Given text.
## begin

Q.T. Hush is a 1960–61 American animated cartoon released in syndication, beginning on September 24, 1960. The show's 100 three-and-a-half-minute episodes, all in color, were directed by veteran animator Rudy Cataldi, and produced by Animation Associates. The series was designed to air either as a daily five-minute cliffhanger in a locally-produced children's show, or packaged as a half-hour program. Each story was ten parts; in the daily version, the story would last for two weeks.

The main character was voiced by veteran voice actor Dallas McKennon.

This was Animation Associates' only show. All of the episodes survive.

Plot
Q.T. was a private detective with two assistants, his bloodhound Shamus (who, like Q.T., wore a deerstalker hat) and Quincy, who wore a trench coat, slouch hat and smoked cigars. Quincy was actually Q.T.'s shadow and could not only speak but slide under doors as well. As with many private eyes, Hush had a love-hate relationship with the local police in the form of Chief Muldoon.

## end

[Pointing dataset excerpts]
## begin

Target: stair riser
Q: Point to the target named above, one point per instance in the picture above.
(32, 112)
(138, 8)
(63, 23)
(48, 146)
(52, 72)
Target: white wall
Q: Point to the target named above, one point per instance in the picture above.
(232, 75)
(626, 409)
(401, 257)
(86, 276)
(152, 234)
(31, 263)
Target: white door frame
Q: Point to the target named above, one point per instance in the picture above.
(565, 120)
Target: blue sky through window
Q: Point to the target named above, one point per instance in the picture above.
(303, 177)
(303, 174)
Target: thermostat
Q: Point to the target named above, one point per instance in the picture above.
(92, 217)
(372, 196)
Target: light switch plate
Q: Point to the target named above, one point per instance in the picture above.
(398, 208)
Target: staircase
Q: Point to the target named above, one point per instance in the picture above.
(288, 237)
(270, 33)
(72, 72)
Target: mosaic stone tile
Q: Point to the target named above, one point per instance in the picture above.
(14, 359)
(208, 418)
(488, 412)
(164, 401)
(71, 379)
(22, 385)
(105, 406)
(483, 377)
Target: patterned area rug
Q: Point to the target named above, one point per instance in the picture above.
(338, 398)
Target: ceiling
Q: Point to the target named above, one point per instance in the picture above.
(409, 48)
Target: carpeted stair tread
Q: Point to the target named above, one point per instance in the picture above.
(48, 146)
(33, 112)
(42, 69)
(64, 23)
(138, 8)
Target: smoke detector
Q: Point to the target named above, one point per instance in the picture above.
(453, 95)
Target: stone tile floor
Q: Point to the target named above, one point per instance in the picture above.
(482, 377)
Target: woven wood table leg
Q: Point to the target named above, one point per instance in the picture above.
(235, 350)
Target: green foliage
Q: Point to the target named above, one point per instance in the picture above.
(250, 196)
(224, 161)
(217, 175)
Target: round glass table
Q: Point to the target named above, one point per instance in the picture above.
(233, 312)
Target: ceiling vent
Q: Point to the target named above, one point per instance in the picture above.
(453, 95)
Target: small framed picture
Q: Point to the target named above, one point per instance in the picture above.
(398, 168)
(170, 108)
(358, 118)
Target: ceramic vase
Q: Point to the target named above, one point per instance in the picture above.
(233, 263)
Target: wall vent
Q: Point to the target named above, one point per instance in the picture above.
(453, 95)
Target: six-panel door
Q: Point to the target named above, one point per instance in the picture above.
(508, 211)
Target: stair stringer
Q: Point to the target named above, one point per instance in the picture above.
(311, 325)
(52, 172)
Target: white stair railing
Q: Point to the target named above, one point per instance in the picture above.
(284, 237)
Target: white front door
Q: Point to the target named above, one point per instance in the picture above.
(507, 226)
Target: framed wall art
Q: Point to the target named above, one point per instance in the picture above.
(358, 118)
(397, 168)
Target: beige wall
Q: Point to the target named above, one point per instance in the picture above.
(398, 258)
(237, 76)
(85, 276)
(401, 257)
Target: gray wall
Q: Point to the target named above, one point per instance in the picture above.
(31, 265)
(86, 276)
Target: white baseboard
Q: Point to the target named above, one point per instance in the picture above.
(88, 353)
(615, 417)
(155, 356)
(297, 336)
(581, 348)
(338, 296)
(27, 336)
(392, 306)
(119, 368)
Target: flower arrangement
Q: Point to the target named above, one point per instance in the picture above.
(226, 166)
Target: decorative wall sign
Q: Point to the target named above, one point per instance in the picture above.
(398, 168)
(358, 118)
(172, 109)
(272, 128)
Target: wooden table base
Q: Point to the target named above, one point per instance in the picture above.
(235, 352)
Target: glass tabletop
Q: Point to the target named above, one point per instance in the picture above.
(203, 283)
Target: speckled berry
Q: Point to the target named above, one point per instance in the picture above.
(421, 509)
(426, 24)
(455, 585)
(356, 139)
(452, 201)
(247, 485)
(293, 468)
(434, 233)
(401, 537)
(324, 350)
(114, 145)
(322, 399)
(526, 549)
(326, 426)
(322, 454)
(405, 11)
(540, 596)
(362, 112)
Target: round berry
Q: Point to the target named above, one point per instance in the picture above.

## end

What you should do. Extract the passage of the Q.T. Hush text between "Q.T. Hush is" and "actor Dallas McKennon.", inclusive, copying it word for word.

Output of the exercise.
Q.T. Hush is a 1960–61 American animated cartoon released in syndication, beginning on September 24, 1960. The show's 100 three-and-a-half-minute episodes, all in color, were directed by veteran animator Rudy Cataldi, and produced by Animation Associates. The series was designed to air either as a daily five-minute cliffhanger in a locally-produced children's show, or packaged as a half-hour program. Each story was ten parts; in the daily version, the story would last for two weeks.

The main character was voiced by veteran voice actor Dallas McKennon.